Look below for the line that contains "negative clicks: (582, 694) (572, 574)", then copy it and each following line exactly, through and including the line that contains "1141L742 1163L744 1196L753".
________
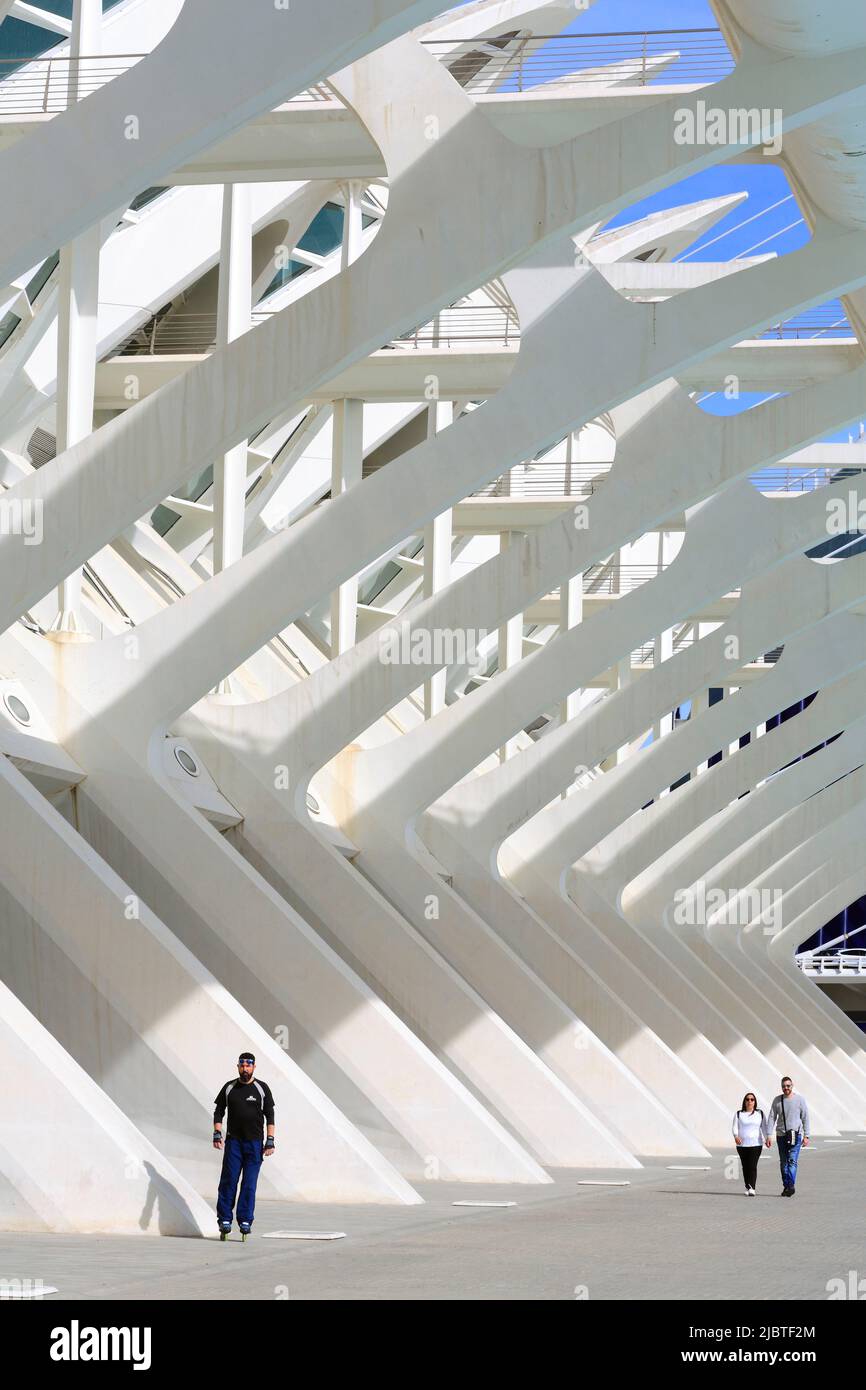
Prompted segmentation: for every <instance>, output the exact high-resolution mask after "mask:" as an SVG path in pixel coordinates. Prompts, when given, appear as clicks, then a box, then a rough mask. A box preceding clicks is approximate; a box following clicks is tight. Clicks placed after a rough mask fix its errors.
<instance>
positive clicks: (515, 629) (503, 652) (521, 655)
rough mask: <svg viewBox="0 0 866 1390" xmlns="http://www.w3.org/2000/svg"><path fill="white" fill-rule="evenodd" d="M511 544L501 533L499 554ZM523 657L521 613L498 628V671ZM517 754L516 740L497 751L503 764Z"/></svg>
mask: <svg viewBox="0 0 866 1390" xmlns="http://www.w3.org/2000/svg"><path fill="white" fill-rule="evenodd" d="M510 543H512V532H510V531H503V532H502V534H500V537H499V553H500V555H502V552H503V550H507V548H509V546H510ZM521 656H523V613H516V614H514V617H510V619H509V620H507V623H503V624H502V627H500V628H499V670H500V671H507V669H509V667H510V666H514V664H516V662H518V660H520V657H521ZM516 752H517V739H514V738H509V741H507V742H506V744H503V746H502V748H500V749H499V762H500V763H505V762H506V759H509V758H512V756H513V755H514V753H516Z"/></svg>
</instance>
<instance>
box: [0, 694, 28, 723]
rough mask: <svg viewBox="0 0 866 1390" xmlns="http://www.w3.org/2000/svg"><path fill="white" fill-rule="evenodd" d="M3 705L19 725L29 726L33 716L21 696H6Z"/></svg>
mask: <svg viewBox="0 0 866 1390" xmlns="http://www.w3.org/2000/svg"><path fill="white" fill-rule="evenodd" d="M3 703H4V705H6V708H7V710H8V712H10V714H11V716H13V719H17V720H18V723H19V724H29V721H31V717H32V716H31V712H29V709H28V708H26V705H25V703H24V701H22V699H21V696H19V695H4V696H3Z"/></svg>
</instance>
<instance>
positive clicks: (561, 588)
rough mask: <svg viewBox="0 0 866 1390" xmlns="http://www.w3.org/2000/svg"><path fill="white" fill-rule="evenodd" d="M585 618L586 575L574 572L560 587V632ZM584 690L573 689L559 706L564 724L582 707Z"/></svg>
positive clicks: (559, 599)
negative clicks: (582, 694) (572, 574)
mask: <svg viewBox="0 0 866 1390" xmlns="http://www.w3.org/2000/svg"><path fill="white" fill-rule="evenodd" d="M582 620H584V575H582V574H574V575H573V577H571V578H570V580H566V581H564V582H563V584H562V585H560V589H559V628H560V632H567V631H569V628H573V627H577V624H578V623H582ZM581 695H582V691H580V689H577V691H571V694H570V695H566V698H564V701H562V703H560V706H559V717H560V720H562V723H563V724H564V723H566V720H569V719H574V716H575V714H577V712H578V709H580V708H581Z"/></svg>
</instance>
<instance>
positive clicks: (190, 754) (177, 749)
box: [174, 748, 199, 777]
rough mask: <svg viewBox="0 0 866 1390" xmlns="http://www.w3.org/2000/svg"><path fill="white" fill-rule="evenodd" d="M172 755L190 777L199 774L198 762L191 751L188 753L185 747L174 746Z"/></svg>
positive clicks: (197, 775)
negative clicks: (178, 762) (190, 751)
mask: <svg viewBox="0 0 866 1390" xmlns="http://www.w3.org/2000/svg"><path fill="white" fill-rule="evenodd" d="M174 755H175V758H177V760H178V762H179V765H181V767H182V769H183V771H185V773H189V776H190V777H197V776H199V765H197V762H196V760H195V758H193V756H192V753H188V752H186V749H185V748H175V751H174Z"/></svg>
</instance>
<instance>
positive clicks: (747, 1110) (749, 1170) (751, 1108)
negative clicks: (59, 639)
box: [731, 1091, 765, 1197]
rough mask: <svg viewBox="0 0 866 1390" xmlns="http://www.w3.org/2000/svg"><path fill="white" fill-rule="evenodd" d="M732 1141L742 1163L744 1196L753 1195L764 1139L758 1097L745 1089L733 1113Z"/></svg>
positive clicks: (763, 1129)
mask: <svg viewBox="0 0 866 1390" xmlns="http://www.w3.org/2000/svg"><path fill="white" fill-rule="evenodd" d="M731 1127H733V1131H734V1143H735V1144H737V1152H738V1154H740V1162H741V1163H742V1180H744V1183H745V1194H746V1197H753V1195H755V1187H756V1186H758V1159H759V1158H760V1150H762V1148H763V1141H765V1118H763V1111H759V1109H758V1097H756V1095H755V1094H753V1093H752V1091H746V1094H745V1095H744V1097H742V1109H740V1111H737V1113H735V1115H734V1125H733V1126H731Z"/></svg>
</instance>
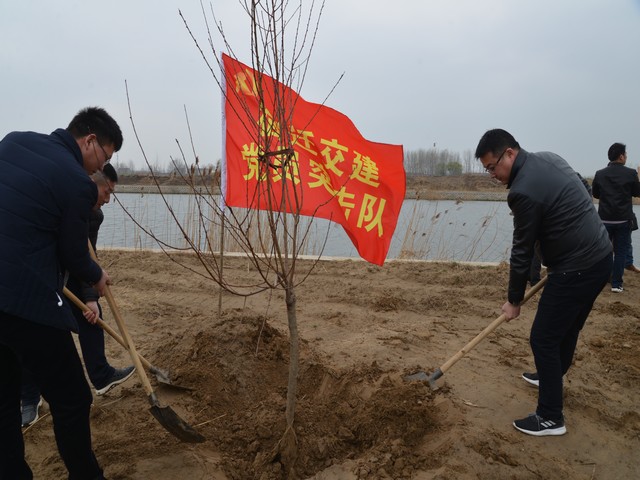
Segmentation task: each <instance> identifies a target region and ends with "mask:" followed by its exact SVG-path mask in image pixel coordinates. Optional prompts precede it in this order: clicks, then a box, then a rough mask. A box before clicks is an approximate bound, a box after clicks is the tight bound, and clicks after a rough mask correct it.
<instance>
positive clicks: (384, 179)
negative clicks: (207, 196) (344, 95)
mask: <svg viewBox="0 0 640 480" xmlns="http://www.w3.org/2000/svg"><path fill="white" fill-rule="evenodd" d="M222 60H223V64H224V72H223V75H224V76H223V78H224V79H225V83H226V87H225V97H226V101H225V109H224V116H225V127H224V129H225V143H226V145H225V154H226V159H225V160H226V161H225V162H223V180H222V183H223V195H224V199H225V203H226V204H227V205H229V206H235V207H243V208H256V209H261V210H282V208H281V207H283V206H286V209H287V210H286V211H288V212H292V211H293V210H294V209H295V203H294V202H293V198H294V189H296V190H295V191H297V192H299V200H300V202H301V204H300V205H299V207H300V208H299V213H300V214H302V215H313V216H316V217H321V218H326V219H329V220H332V221H334V222H338V223H340V224H341V225H342V227H343V228H344V230H345V232H347V235H349V238H351V241H352V242H353V244H354V246H355V247H356V249H357V250H358V253H359V254H360V256H361V257H362V258H364V259H365V260H367V261H369V262H371V263H375V264H378V265H382V264H383V263H384V260H385V258H386V256H387V252H388V250H389V245H390V243H391V237H392V236H393V232H394V230H395V228H396V224H397V222H398V215H399V214H400V208H401V207H402V202H403V200H404V194H405V172H404V167H403V152H402V146H401V145H388V144H383V143H376V142H370V141H368V140H366V139H364V138H363V137H362V135H361V134H360V132H358V130H357V129H356V127H355V125H353V123H352V122H351V120H349V118H347V117H346V116H345V115H343V114H341V113H340V112H337V111H336V110H333V109H332V108H329V107H326V106H323V105H319V104H315V103H310V102H306V101H305V100H303V99H302V98H301V97H300V96H299V95H298V94H297V93H296V92H295V91H293V90H292V89H290V88H288V87H286V86H285V85H283V84H282V83H279V82H276V81H274V80H273V79H272V78H271V77H268V76H266V75H264V74H261V73H260V72H257V71H256V70H253V69H252V68H250V67H248V66H246V65H244V64H242V63H240V62H238V61H236V60H234V59H232V58H231V57H229V56H227V55H225V54H223V55H222ZM258 91H262V92H263V94H262V98H263V102H264V106H263V108H262V109H261V108H260V103H259V100H260V99H259V96H258V93H257V92H258ZM275 98H278V99H279V101H278V102H276V101H274V99H275ZM278 105H284V106H285V108H286V110H287V112H288V115H287V116H286V117H285V118H286V120H285V121H280V120H278V119H279V118H281V116H280V115H277V114H276V115H274V112H276V108H277V107H278ZM374 108H375V107H374V106H372V109H374ZM282 123H286V125H282ZM265 132H270V133H268V134H265ZM260 138H262V139H267V140H263V141H262V143H261V145H265V144H269V147H268V149H267V150H268V151H267V152H265V151H260V149H259V148H258V145H259V139H260ZM285 138H286V139H288V141H285V140H284V139H285ZM281 142H282V143H283V144H284V145H281ZM287 144H288V145H287ZM288 146H293V152H289V153H290V154H291V155H290V157H289V158H291V160H292V161H291V162H289V163H287V164H286V165H285V167H286V168H282V162H283V160H282V158H285V157H284V156H283V150H286V149H287V147H288ZM262 149H265V147H264V146H263V147H262ZM225 170H226V171H225ZM283 174H284V175H285V176H286V181H285V182H284V184H285V188H281V187H282V175H283ZM266 182H271V186H272V187H271V189H270V190H269V192H270V194H269V195H265V194H263V193H261V192H264V191H265V189H264V185H265V184H266ZM283 195H286V198H285V201H284V202H283Z"/></svg>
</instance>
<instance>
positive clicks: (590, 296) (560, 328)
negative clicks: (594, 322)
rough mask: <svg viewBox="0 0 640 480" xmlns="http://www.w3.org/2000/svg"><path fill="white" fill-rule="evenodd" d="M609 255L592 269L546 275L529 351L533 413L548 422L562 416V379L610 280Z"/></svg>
________
Solution for this problem:
negative clicks: (582, 694) (572, 574)
mask: <svg viewBox="0 0 866 1390" xmlns="http://www.w3.org/2000/svg"><path fill="white" fill-rule="evenodd" d="M582 620H584V575H582V574H574V575H573V577H571V578H570V580H566V581H564V582H563V584H562V585H560V589H559V628H560V632H567V631H569V628H573V627H577V624H578V623H582ZM581 695H582V691H580V689H577V691H571V694H570V695H566V698H564V701H562V703H560V706H559V717H560V720H562V723H563V724H564V723H566V720H569V719H574V716H575V714H577V712H578V709H580V708H581Z"/></svg>
</instance>
<instance>
positive clicks: (190, 754) (177, 749)
box: [174, 748, 199, 777]
rough mask: <svg viewBox="0 0 866 1390" xmlns="http://www.w3.org/2000/svg"><path fill="white" fill-rule="evenodd" d="M172 755L190 777L199 774L198 762L191 751L188 753L185 747L174 746Z"/></svg>
positive clicks: (197, 775)
negative clicks: (178, 762) (190, 751)
mask: <svg viewBox="0 0 866 1390" xmlns="http://www.w3.org/2000/svg"><path fill="white" fill-rule="evenodd" d="M174 755H175V758H177V760H178V762H179V765H181V767H182V769H183V771H185V773H189V776H190V777H197V776H199V765H197V762H196V760H195V758H193V756H192V753H188V752H186V749H185V748H175V751H174Z"/></svg>
</instance>
<instance>
positive clicks: (747, 1110) (749, 1170) (751, 1108)
negative clicks: (59, 639)
box: [731, 1091, 765, 1197]
rough mask: <svg viewBox="0 0 866 1390" xmlns="http://www.w3.org/2000/svg"><path fill="white" fill-rule="evenodd" d="M732 1141L742 1163L744 1196L753 1195L764 1139L758 1097L745 1089L733 1113Z"/></svg>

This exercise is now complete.